[[ Working data, beginning ]]

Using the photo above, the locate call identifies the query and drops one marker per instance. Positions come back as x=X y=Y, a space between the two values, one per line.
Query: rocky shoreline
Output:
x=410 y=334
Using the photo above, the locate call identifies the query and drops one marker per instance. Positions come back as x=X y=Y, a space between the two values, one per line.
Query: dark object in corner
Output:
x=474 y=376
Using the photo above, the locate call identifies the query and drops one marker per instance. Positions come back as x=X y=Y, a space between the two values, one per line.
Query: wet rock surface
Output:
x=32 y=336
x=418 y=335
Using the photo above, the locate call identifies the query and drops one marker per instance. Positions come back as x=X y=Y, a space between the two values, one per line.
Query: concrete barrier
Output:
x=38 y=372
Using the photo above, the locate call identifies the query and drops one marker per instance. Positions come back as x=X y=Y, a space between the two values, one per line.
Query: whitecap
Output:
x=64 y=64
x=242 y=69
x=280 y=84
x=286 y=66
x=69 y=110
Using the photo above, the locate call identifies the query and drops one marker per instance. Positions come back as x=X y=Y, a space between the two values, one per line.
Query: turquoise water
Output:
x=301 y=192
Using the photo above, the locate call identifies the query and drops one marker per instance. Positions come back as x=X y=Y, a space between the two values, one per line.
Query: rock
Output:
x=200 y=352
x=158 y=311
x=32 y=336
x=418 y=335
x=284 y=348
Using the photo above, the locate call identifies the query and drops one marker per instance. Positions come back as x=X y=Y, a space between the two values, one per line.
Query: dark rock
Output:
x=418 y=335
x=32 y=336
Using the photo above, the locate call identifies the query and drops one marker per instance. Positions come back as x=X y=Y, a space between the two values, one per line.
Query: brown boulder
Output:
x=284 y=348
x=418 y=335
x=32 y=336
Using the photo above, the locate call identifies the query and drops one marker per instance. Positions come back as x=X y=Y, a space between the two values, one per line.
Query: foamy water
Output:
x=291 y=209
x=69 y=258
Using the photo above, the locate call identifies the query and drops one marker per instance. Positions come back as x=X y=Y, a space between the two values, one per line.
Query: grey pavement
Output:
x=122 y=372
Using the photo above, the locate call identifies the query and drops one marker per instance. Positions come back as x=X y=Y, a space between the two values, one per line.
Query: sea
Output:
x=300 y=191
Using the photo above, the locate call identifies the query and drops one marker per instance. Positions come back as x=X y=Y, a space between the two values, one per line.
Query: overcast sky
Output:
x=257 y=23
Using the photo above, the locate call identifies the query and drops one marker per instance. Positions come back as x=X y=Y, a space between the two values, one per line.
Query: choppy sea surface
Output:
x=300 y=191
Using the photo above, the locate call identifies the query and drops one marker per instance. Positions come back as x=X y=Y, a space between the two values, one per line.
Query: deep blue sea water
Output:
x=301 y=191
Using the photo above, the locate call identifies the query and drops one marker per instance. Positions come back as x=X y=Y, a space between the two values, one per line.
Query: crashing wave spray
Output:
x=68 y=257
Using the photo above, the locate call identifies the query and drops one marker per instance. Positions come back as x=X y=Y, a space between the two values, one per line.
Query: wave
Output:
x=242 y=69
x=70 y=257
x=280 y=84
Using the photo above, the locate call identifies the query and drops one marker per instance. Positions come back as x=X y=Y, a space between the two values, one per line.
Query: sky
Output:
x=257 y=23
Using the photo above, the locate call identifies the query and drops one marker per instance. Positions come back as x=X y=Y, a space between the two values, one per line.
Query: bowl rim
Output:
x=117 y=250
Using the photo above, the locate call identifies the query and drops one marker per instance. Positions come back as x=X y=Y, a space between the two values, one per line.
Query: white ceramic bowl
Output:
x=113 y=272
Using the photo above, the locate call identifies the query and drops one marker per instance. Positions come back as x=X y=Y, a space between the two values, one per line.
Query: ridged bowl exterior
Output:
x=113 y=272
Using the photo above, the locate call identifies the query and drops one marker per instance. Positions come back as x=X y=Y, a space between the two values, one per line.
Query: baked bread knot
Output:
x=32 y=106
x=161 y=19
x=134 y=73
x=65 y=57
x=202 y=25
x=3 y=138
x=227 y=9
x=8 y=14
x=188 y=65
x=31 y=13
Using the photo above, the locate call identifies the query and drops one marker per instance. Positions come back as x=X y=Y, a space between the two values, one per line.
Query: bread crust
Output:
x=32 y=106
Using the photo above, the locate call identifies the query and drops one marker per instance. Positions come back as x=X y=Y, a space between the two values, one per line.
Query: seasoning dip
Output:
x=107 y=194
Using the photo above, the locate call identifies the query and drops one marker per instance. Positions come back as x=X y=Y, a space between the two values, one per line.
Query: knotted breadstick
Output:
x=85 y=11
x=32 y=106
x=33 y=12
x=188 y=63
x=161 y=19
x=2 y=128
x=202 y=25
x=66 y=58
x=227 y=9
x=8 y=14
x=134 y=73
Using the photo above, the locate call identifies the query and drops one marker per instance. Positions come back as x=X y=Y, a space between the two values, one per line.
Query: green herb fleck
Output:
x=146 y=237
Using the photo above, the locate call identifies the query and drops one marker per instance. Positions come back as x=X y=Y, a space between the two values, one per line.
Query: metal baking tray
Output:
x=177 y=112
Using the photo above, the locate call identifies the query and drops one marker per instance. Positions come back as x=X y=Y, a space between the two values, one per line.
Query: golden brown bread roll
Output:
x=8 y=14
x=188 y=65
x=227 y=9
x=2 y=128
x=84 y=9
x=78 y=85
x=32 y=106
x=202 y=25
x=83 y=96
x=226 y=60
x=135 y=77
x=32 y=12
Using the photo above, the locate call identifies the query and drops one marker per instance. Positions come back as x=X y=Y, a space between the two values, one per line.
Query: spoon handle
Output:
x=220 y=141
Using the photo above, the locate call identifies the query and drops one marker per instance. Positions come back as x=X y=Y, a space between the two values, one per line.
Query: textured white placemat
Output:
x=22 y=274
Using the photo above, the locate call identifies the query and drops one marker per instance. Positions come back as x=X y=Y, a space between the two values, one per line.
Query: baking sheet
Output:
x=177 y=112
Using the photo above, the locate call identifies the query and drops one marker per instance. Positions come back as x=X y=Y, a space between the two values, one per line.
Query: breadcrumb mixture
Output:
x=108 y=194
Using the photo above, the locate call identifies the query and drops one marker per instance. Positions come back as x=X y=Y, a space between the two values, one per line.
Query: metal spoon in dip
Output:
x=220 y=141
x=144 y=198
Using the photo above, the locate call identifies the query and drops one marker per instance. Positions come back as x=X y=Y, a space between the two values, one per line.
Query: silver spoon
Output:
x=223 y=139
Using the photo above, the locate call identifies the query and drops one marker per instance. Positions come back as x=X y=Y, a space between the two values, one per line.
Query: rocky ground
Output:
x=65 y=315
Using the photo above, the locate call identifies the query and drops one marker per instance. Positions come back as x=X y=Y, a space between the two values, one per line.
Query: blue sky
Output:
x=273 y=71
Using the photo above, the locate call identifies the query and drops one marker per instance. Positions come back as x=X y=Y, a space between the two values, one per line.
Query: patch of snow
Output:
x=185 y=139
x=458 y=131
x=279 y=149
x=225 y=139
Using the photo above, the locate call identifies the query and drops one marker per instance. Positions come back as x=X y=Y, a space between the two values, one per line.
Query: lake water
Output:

[[ Working data, end ]]

== Assignment ==
The data above should be returned in full, exactly as written.

== Response box ==
Using the photo above, the locate call identifies the query and drops one marker per instance. Positions come back as x=X y=Y, a space between the two values, one per line.
Query: rocky shoreline
Output:
x=410 y=334
Using the photo above, the locate call identifies the query and drops one marker per instance. Positions come back as x=X y=Y, a space between the two values, one per line.
Query: dark object in corner
Output:
x=474 y=376
Using the photo above, the locate call identifies the query and drops one marker per instance. Positions come back as x=X y=Y, a space between the two values, one per line.
Query: wet rock surface
Output:
x=32 y=336
x=418 y=335
Using the photo above, the locate call identifies the query and drops one marker per instance. Positions come back as x=X y=Y, a space between the two values, one per line.
Query: concrete barrier
Output:
x=38 y=372
Using the photo above, the locate call identifies the query and drops one marker per instance. Positions come back as x=X y=Y, a space between the two values, one per line.
Query: whitecap
Output:
x=64 y=64
x=242 y=69
x=280 y=84
x=286 y=66
x=69 y=110
Using the photo above, the locate call identifies the query and drops one marker per instance. Positions come back as x=X y=Y, a space between the two values, one per line.
Query: turquoise water
Output:
x=301 y=192
Using the photo above, the locate call identifies the query and drops one marker per instance. Positions come back as x=X y=Y, a space between the two values, one per line.
Query: rock
Output:
x=200 y=352
x=158 y=311
x=32 y=336
x=418 y=335
x=284 y=348
Using the photo above, the locate call identifies the query and drops one marker per instance. Positions come back as x=X y=Y, a space between the two values, one per line.
Query: dark rock
Output:
x=418 y=335
x=32 y=336
Using the photo above, the locate call identifies the query and drops one marker per instance. Positions come back as x=X y=Y, a space between the two values, one per line.
Query: brown boulder
Output:
x=284 y=348
x=418 y=335
x=32 y=336
Using the photo above, the locate call identifies the query and drops one marker per instance. Positions come back as x=X y=Y, a space between the two values, one per line.
Query: foamy water
Output:
x=291 y=209
x=69 y=258
Using the photo above, the locate call identifies the query and drops one marker per instance. Positions come back as x=X y=Y, a space between the two values, one per line.
Query: grey pavement
Output:
x=122 y=372
Using the photo above, the locate call identifies the query and drops one marker per instance. Positions come back as x=X y=Y, a space between the two values, one per line.
Query: sea
Output:
x=300 y=191
Using the photo above, the locate call identifies the query and drops one marker per instance. Positions come back as x=X y=Y, a space between the two values, one per line.
Query: overcast sky
Output:
x=257 y=23
Using the photo above, the locate call identifies the query and drops one marker per instance. Positions come back as x=X y=Y, a space between the two values, one per line.
Query: choppy sea surface
Output:
x=300 y=191
Using the photo above, the locate call identifies the query and drops one marker per instance. Positions come back as x=X y=Y, a space between the two values, one per line.
Query: deep blue sea water
Output:
x=301 y=191
Using the photo above, the locate call identifies the query and drops one marker per instance. Positions come back as x=X y=Y, a space between the two values, one per line.
Query: crashing wave spray
Output:
x=68 y=257
Using the photo above, the locate call identifies the query and drops one marker per instance. Positions come back as x=X y=Y, a space between the two values, one per line.
Query: wave
Output:
x=242 y=69
x=70 y=257
x=280 y=84
Using the photo above, the locate call identifies the query and drops one marker per instance. Positions come back as x=X y=Y, a space between the two values, one per line.
Query: sky
Output:
x=257 y=23
Using the photo above, the locate call identifies the query and drops one marker per instance. Positions come back as x=X y=Y, a space between the two values, one per line.
Query: bowl rim
Output:
x=117 y=250
Using the photo above, the locate call identifies the query and drops one marker per instance. Positions come back as x=X y=Y, a space between the two values, one per line.
Query: white ceramic bowl
Output:
x=113 y=272
Using the photo above, the locate call identifies the query and drops one marker per instance. Positions come back as x=X y=Y, a space between the two values, one per line.
Query: ridged bowl exterior
Output:
x=113 y=272
Using the photo above, the locate call identifies the query and drops one marker per instance. Positions come back as x=X y=Y, a space between the two values, one per line.
Query: baked bread knot
Output:
x=32 y=106
x=161 y=19
x=134 y=73
x=65 y=57
x=202 y=25
x=3 y=138
x=227 y=9
x=8 y=14
x=188 y=65
x=31 y=13
Using the photo above, the locate call identifies the query and drops one marker per instance. Positions come back as x=X y=Y, a space between the two values, one per line.
Query: bread crust
Output:
x=32 y=106
Using the photo above, the locate call identifies the query and drops one marker per instance. Positions come back as x=X y=Y, a space between the two values, one per line.
Query: seasoning dip
Output:
x=107 y=194
Using the photo above, the locate call identifies the query and drops one marker per instance. Positions come back as x=X y=Y, a space between the two values, one per line.
Query: knotted breadstick
Output:
x=85 y=11
x=32 y=106
x=33 y=12
x=188 y=63
x=161 y=19
x=2 y=128
x=202 y=25
x=66 y=58
x=227 y=9
x=8 y=14
x=134 y=73
Using the photo above, the locate call identifies the query and drops one marker per instance. Positions come back as x=X y=Y, a space between the two values, one per line.
Query: green herb fleck
Output:
x=146 y=237
Using the photo above, the locate call identifies the query and drops one marker per instance. Positions come back as x=X y=Y, a space between the two values, one per line.
Query: metal baking tray
Output:
x=177 y=112
Using the photo above, the locate call identifies the query and drops one marker per instance. Positions come back as x=X y=Y, a space between the two values, one per line.
Query: golden brown bread roll
Output:
x=8 y=14
x=188 y=65
x=227 y=9
x=2 y=128
x=84 y=9
x=78 y=85
x=32 y=106
x=202 y=25
x=83 y=96
x=226 y=60
x=135 y=77
x=32 y=12
Using the photo above, the locate call identifies the query and drops one marker per instance. Positions come back as x=X y=Y, a space between the two values, one per line.
Query: spoon handle
Output:
x=220 y=141
Using the photo above, the locate call identifies the query and drops one marker per instance. Positions come back as x=X y=Y, a space between the two values, one per line.
Query: textured white placemat
Output:
x=22 y=274
Using the photo above, the locate call identifies the query and drops one marker per instance. Positions come back as x=X y=Y, a space between the two values, one per line.
Query: baking sheet
Output:
x=177 y=112
Using the photo above, the locate call identifies the query and drops one marker per instance. Positions come back as x=X y=Y, a space between the two values, one per line.
Query: breadcrumb mixture
Output:
x=108 y=194
Using the photo above, the locate call identifies the query and drops one marker per instance. Positions come back as x=X y=Y, a space between the two values, one per line.
Query: metal spoon in dip
Output:
x=220 y=141
x=144 y=198
Using the photo above, the locate call identifies the query and drops one marker per instance. Positions come back as x=X y=Y, a space between the two values, one per line.
Query: silver spoon
Output:
x=223 y=139
Using the photo above, the locate call identifies the query and drops one marker per instance. Positions come back as x=X y=Y, a space between the two values, one per line.
Query: rocky ground
Output:
x=65 y=315
Using the photo above, the locate call identifies the query and drops one marker per instance. Positions come back as x=X y=Y, a space between the two values, one per line.
Query: blue sky
Output:
x=273 y=71
Using the photo above, the locate call identifies the query and drops one marker per instance. Positions come back as x=X y=Y, a space between the two values, one per line.
Query: patch of snow
Output:
x=185 y=139
x=458 y=131
x=279 y=149
x=225 y=139
Using the photo above, the locate call identifies the query and drops one marker per instance. Positions come back as x=X y=Y, a space between the two values, one per line.
Query: lake water
Output:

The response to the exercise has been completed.